Selected extract>
# Yarn Shops in Rancho Mirage, Palm Desert area?



## CharleenR (Feb 21, 2012)

I am going to a retreat/conference next weekend and staying in a hotel in the Rancho Mirage area. Know of any yarn shops I should visit? We will have Saturday afternoon free. I have been going to this conference for the last few years and where there was two or three shops in the phone book, now they seem to have disappeared. I am also interested in bead shops too. Know aboout Monica's and the yarn shop next to it but are there any others?


----------



## pjcoldren (Dec 20, 2011)

Go to www.sweaterbabe.com and find the link to locate a yarn shop. That should help. There is also something called knitmap (I think) but I've never used it. Good luck to you.


----------



## JTM (Nov 18, 2012)

The Yarn Company is located at: 73661 Hwy 111
Palm Desert, CA 92260
(760) 341-7734
Ewe 'n Me
79-845 California 111 #102, La Quinta, CA 92253
(760) 347-1252
Jo-Ann's 
Dinah Shore Dr, Rancho Mirage, CA 92270
Phone760) 321-6570 

Have fun.
Jane


----------



## JTM (Nov 18, 2012)

JTM said:


> The Yarn Company is located at: 73661 Hwy 111
> Palm Desert, CA 92260
> (760) 341-7734
> Ewe 'n Me
> ...


I do spend most of the winter in Palm Desert and have been to all the shops above. Ewe 'n Me allows knitting in shop/not necessary to have bought yarn there...but they do hope you will make a purchase.
Jo-Ann is located at Dinah Shore and Montery...just off the I-10 
Jane


----------



## CharleenR (Feb 21, 2012)

Thanks for the recommendations. By the time I visiting the Yarn Company, it was closed but I will be back in the area in September. I did visit Monica's Quilt and Bead shop and Harriet's Yarns right next door.


----------

Challenges>
A) List every shop that the yarn shop thread mentions by name.
B) For each statement, say whether the yarn shop thread supports it, and quote the words that decide it. (i) Ewe 'n Me lets people knit in the shop only if they bought their yarn there. (ii) pjcoldren has used knitmap. (iii) CharleenR plans to be back in the area in September.

Provided material>
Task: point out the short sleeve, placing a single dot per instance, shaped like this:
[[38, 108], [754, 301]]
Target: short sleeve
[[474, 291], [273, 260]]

Expected responses>
A) Monica's Quilt and Bead shop, Harriet's Yarns, The Yarn Company, Ewe 'n Me, and Jo-Ann's.

B)
(i) No: "Ewe 'n Me allows knitting in shop/not necessary to have bought yarn there"
(ii) No: "There is also something called knitmap (I think) but I've never used it."
(iii) Yes: "I will be back in the area in September"